Available records:
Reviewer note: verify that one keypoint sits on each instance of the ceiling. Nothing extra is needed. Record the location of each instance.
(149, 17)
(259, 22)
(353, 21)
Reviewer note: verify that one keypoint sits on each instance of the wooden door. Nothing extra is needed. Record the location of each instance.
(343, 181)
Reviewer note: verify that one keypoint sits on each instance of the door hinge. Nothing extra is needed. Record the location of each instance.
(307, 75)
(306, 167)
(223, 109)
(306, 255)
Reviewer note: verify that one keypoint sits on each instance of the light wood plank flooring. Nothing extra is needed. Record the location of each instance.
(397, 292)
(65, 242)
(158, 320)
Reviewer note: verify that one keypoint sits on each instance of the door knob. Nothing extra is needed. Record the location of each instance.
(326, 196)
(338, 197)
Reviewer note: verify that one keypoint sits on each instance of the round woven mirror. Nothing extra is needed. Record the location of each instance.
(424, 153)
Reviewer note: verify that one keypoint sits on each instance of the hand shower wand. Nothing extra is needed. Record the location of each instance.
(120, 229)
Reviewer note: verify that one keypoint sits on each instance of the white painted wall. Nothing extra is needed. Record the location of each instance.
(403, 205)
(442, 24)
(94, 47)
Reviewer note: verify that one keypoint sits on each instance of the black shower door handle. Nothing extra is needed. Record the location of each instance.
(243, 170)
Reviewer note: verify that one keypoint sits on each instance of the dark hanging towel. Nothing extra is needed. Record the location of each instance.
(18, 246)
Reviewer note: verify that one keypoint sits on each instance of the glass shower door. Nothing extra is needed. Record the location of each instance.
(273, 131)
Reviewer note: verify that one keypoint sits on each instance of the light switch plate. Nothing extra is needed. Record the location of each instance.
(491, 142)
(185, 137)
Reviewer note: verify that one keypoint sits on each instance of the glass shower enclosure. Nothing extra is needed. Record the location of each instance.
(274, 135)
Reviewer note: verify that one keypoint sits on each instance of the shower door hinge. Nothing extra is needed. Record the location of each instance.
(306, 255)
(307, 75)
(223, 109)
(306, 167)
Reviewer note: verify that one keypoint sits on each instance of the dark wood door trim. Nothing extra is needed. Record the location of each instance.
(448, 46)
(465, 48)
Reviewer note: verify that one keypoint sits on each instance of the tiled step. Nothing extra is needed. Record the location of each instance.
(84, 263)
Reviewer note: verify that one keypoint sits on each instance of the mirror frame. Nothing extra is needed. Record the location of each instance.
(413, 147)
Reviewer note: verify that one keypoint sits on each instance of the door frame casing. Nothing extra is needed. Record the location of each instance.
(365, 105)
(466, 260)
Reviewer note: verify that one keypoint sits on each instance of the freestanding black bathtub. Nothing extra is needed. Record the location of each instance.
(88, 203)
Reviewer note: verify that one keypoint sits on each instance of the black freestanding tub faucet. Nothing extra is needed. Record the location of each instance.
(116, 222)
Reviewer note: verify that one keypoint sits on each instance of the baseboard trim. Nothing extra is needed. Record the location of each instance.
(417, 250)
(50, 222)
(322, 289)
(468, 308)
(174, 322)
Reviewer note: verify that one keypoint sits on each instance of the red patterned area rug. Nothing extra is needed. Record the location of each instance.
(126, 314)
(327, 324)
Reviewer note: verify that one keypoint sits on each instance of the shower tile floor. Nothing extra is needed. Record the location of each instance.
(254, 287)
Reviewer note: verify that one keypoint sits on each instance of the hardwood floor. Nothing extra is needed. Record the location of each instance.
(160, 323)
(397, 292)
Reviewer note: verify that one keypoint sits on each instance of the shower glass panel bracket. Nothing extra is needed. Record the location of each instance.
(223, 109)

Task description: Every record in the listing above should be reproduced exactly.

Written answer:
Reviewer note: verify that one keypoint sits on each instance of the ceiling. Nothing extra is needed. Record the location of each instance.
(149, 17)
(259, 22)
(353, 21)
Reviewer note: verify that one keypoint sits on each instance of the wooden door. Nothing extra is needed. Record the location of each instance.
(343, 181)
Reviewer note: verify that one keypoint sits on each instance of the door hinge. Nothing extra is needed. Record the location of each instance.
(307, 75)
(306, 167)
(223, 109)
(306, 255)
Reviewer note: verify that one keypoint sits on each instance of the light wood plank flooring. Nothing extra is needed. Record the location of each instance.
(397, 292)
(65, 242)
(158, 320)
Reviewer note: verify that one keypoint sits on each instance of the door knob. Nothing extra is needed. Record the location of each instance.
(326, 196)
(338, 197)
Reviewer note: verify that one keypoint sits on each instance of the round woven mirror. Nothing extra is needed. Record the location of each instance.
(424, 153)
Reviewer note: verify that one keypoint sits on each instance of the hand shower wand. Nothing extra is needed. Record the location of each instance.
(120, 229)
Reviewer note: verify that one keypoint sits on each instance of the white painted wall. Nothing extra is needed. Record the location of each instance.
(403, 205)
(442, 24)
(94, 47)
Reviewer note: verify that one keypoint sits on each instance of the black shower door handle. Nothing extra is needed. Record the location of each instance.
(243, 170)
Reviewer note: verify that one keypoint sits on each instance of the dark hanging towel. Nothing extra is needed. Record the location of each instance.
(18, 246)
Reviewer note: verify that one keypoint sits on each instance of the glass shower door. Nothing extra is needed. Record the location of each instance.
(273, 131)
Reviewer note: verify that one keypoint sits on each instance of the light switch plate. Nothing extra is needed. Record the location of each instance.
(491, 142)
(185, 137)
Reviewer note: verify that one keypoint sits on each instance of the glass shower enclosure. Nothing extra is needed. Record the location of each instance.
(274, 135)
Reviewer note: verify that one keypoint sits on each instance of the shower door hinge. Nothing extra is needed. Record the location of each instance.
(306, 255)
(307, 75)
(223, 109)
(306, 167)
Reviewer note: verify that one keypoint sits on each instance of the dark wood door trim. Nothing extra is needed. Record the location of each instance.
(448, 46)
(465, 48)
Reviewer note: verify that one keypoint sits on each instance of the tiled step. Nothing extra is needed. Record the location of each instance.
(84, 263)
Reviewer note: verify that one keypoint sits on each instance of the mirror frame. Nothing extra is needed. Record the location of each instance.
(413, 147)
Reviewer note: verify that one keypoint sits on each instance of the door frame casing. Nothing extra is needed. Record the location of each instance.
(365, 105)
(466, 260)
Reviewer note: verify that one keypoint sits on each instance of the freestanding black bathtub. Nothing extra is needed. Record the location of each instance.
(88, 203)
Reviewer note: verify that one keypoint sits on each instance of the black freestanding tub faucet. Nothing extra is needed. Record the location of each instance.
(116, 222)
Reviewer note: verify that one keypoint sits on each instance of the baseboard trim. Nothing extra is needed. Record the location of each instance.
(417, 250)
(50, 222)
(322, 289)
(468, 308)
(174, 322)
Reviewer note: verify that one keypoint sits on each instance of the red patterned area rug. Nothing extra is needed. Record the location of each instance.
(126, 314)
(327, 324)
Reviewer note: verify that one keypoint sits on each instance of the shower tile floor. Nothing extra is needed. Record the location of each instance.
(254, 287)
Reviewer note: verify that one keypoint sits on each instance of the hardwood floor. Nothing extra is needed. Record the location of each instance.
(160, 323)
(397, 292)
Reviewer note: verify that one keypoint sits on each instance of the shower glass panel bracket. Nothing extra is needed. Record the location of each instance.
(223, 109)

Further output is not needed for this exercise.